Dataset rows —
########
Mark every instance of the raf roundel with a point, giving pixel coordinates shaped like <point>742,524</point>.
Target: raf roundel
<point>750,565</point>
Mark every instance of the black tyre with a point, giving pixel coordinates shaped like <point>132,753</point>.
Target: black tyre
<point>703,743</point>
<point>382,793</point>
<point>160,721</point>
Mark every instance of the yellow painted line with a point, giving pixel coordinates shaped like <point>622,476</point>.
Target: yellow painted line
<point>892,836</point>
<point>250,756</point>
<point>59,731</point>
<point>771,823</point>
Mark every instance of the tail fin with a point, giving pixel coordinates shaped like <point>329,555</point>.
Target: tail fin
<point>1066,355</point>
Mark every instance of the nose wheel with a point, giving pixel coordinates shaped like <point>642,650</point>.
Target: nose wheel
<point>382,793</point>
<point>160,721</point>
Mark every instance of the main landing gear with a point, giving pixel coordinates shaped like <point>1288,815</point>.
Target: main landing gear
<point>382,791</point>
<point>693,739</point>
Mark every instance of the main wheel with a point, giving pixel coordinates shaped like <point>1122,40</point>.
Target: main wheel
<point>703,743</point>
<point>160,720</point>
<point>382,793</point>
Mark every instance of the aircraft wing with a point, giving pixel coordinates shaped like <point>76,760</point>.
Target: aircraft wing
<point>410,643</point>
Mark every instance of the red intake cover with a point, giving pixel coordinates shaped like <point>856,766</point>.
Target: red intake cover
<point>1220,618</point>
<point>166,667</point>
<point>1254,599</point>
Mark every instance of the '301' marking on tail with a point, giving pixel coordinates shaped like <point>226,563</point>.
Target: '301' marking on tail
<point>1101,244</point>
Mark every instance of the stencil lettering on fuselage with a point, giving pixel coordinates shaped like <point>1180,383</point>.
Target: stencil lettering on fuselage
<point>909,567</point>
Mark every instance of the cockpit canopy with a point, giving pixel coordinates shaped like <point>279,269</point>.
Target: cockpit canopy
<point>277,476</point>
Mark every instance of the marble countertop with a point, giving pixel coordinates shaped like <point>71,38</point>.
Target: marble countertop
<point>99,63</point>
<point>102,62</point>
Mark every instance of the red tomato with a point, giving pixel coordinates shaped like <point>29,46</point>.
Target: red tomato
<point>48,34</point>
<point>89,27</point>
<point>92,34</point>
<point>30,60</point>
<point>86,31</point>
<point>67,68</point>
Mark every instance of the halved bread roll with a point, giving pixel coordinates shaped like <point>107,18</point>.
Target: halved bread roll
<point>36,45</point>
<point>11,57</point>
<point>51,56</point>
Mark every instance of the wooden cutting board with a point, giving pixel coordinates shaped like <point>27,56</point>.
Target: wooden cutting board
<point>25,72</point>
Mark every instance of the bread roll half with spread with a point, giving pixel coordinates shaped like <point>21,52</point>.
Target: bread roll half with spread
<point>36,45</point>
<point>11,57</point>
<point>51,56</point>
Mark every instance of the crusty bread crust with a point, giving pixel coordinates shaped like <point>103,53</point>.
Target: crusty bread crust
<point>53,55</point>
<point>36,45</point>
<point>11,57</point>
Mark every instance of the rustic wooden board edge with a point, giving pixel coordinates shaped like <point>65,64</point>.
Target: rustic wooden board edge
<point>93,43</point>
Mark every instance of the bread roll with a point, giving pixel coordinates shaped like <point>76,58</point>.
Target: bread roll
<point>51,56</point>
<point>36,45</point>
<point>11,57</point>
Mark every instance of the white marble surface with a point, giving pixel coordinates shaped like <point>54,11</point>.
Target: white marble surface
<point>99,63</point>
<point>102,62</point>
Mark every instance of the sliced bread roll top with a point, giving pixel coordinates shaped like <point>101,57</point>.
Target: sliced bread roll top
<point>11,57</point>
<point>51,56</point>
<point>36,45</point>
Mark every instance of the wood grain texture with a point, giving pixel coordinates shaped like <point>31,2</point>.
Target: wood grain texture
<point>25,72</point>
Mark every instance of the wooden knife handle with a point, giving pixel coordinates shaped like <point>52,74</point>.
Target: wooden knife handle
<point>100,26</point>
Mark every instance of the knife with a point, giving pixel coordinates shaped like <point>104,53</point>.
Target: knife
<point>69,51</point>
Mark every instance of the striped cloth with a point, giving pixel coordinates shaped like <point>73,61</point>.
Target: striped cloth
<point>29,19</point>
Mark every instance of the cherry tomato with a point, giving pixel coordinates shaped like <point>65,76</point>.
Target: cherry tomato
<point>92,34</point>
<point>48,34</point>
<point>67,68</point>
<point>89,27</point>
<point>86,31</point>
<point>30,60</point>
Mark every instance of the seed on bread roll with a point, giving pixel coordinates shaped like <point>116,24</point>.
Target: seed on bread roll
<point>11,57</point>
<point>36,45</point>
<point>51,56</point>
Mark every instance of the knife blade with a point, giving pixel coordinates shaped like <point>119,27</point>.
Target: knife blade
########
Recast the lines above as a numbered list, omitting any blank lines.

1. Mark every instance of the raf roundel with a point, giving pixel coordinates shaped like <point>742,524</point>.
2. Target: raf roundel
3. <point>750,565</point>
4. Mark every instance of the black tyre with a point, giving pixel coordinates shaped like <point>132,753</point>.
5. Target: black tyre
6. <point>703,743</point>
7. <point>382,793</point>
8. <point>160,721</point>
9. Mark every instance of the yellow painted line with a point, giving pixel coordinates shaped like <point>622,476</point>.
10. Target: yellow painted line
11. <point>892,836</point>
12. <point>250,756</point>
13. <point>59,731</point>
14. <point>771,823</point>
15. Mark every instance of the tail fin with a point, giving pixel coordinates shaped like <point>329,555</point>.
16. Target: tail fin
17. <point>1066,355</point>
18. Mark every instance of the nose wheel with a point, giving pixel coordinates shaped like <point>642,650</point>.
19. Target: nose wheel
20. <point>382,793</point>
21. <point>160,721</point>
22. Mark every instance of the main landing gear with a point, giving pixel coordinates shaped like <point>1288,815</point>.
23. Target: main landing gear
24. <point>382,791</point>
25. <point>693,739</point>
26. Mark every instance of the main wheel with a point, giving pixel coordinates shaped like <point>1122,40</point>.
27. Target: main wheel
28. <point>703,743</point>
29. <point>160,720</point>
30. <point>382,793</point>
31. Mark every instance of the aircraft wing with a point, giving pixel coordinates shaped like <point>76,760</point>.
32. Target: aircraft wing
33. <point>410,643</point>
34. Mark every instance of the red intake cover with a point, giving pixel coordinates shaped like <point>856,766</point>.
35. Target: red intake cover
36. <point>1220,618</point>
37. <point>166,667</point>
38. <point>1254,599</point>
39. Mark every instance of the '301' marking on tail with a point, giving pixel coordinates shaped like <point>226,563</point>.
40. Target: '301' marking on tail
41. <point>1101,244</point>
42. Mark every instance of the stencil lettering on fuselage with a point, giving pixel coordinates shaped like <point>1180,383</point>.
43. Target: stencil lettering on fuselage
44. <point>909,567</point>
45. Mark every instance of the cockpit canopy with a point, giving pixel coordinates shaped like <point>279,269</point>.
46. Target: cockpit canopy
47. <point>277,476</point>
48. Mark every instance of the marble countertop with a point, giving pixel coordinates shaped like <point>71,38</point>.
49. Target: marble countertop
50. <point>99,63</point>
51. <point>102,62</point>
52. Mark every instance of the red tomato with a point, giving pixel coordinates shaped like <point>29,46</point>.
53. Target: red tomato
54. <point>48,34</point>
55. <point>89,27</point>
56. <point>92,34</point>
57. <point>30,60</point>
58. <point>86,31</point>
59. <point>67,68</point>
60. Mark every instance of the halved bread roll with a point, giving pixel coordinates shaped like <point>107,18</point>.
61. Target: halved bread roll
62. <point>36,45</point>
63. <point>11,57</point>
64. <point>51,56</point>
65. Mark every instance of the wooden cutting board with a point, giving pixel coordinates shaped like <point>27,56</point>.
66. Target: wooden cutting board
67. <point>25,72</point>
68. Mark every instance of the bread roll half with spread with a point, giving pixel coordinates shaped like <point>21,52</point>.
69. Target: bread roll half with spread
70. <point>36,45</point>
71. <point>11,57</point>
72. <point>51,56</point>
73. Mark every instance of the crusty bread crust with a point, giving pixel coordinates shaped like <point>103,53</point>.
74. Target: crusty bread crust
75. <point>53,55</point>
76. <point>36,45</point>
77. <point>11,57</point>
78. Mark every instance of the rustic wooden board edge with a point, giving pixel coordinates shaped like <point>65,64</point>.
79. Target: rustic wooden board edge
80. <point>93,43</point>
81. Mark every instance of the bread roll with a point, giving pixel coordinates shaped like <point>76,58</point>.
82. Target: bread roll
83. <point>51,56</point>
84. <point>36,45</point>
85. <point>11,57</point>
86. Mark every instance of the white marble surface with a point, giving pixel coordinates shaped like <point>54,11</point>.
87. Target: white marble surface
88. <point>99,63</point>
89. <point>102,62</point>
90. Mark every instance of the sliced bread roll top with a point, giving pixel coordinates shaped like <point>101,57</point>.
91. Target: sliced bread roll top
92. <point>11,57</point>
93. <point>51,56</point>
94. <point>36,45</point>
95. Mark every instance of the wood grain texture with a point, giving pixel coordinates shaped like <point>31,2</point>.
96. Target: wood grain texture
97. <point>25,72</point>
98. Mark every instance of the wooden knife handle with a point, giving pixel coordinates shaped like <point>52,74</point>.
99. Target: wooden knife handle
100. <point>100,26</point>
101. Mark every instance of the knife with a point, giving pixel coordinates shaped like <point>104,53</point>.
102. Target: knife
103. <point>69,51</point>
104. Mark every instance of the striped cloth with a point, giving pixel coordinates shaped like <point>73,61</point>.
105. Target: striped cloth
106. <point>29,19</point>
107. Mark every instance of the cherry tomato with a point, giving pixel coordinates shaped like <point>65,76</point>.
108. Target: cherry tomato
109. <point>92,34</point>
110. <point>48,34</point>
111. <point>67,68</point>
112. <point>89,27</point>
113. <point>86,31</point>
114. <point>30,60</point>
115. Mark every instance of the seed on bread roll with a point, giving pixel coordinates shaped like <point>116,24</point>.
116. Target: seed on bread roll
117. <point>11,57</point>
118. <point>36,45</point>
119. <point>51,56</point>
120. Mark every instance of the knife blade with a point, giving pixel coordinates shaped like <point>119,27</point>.
121. Target: knife blade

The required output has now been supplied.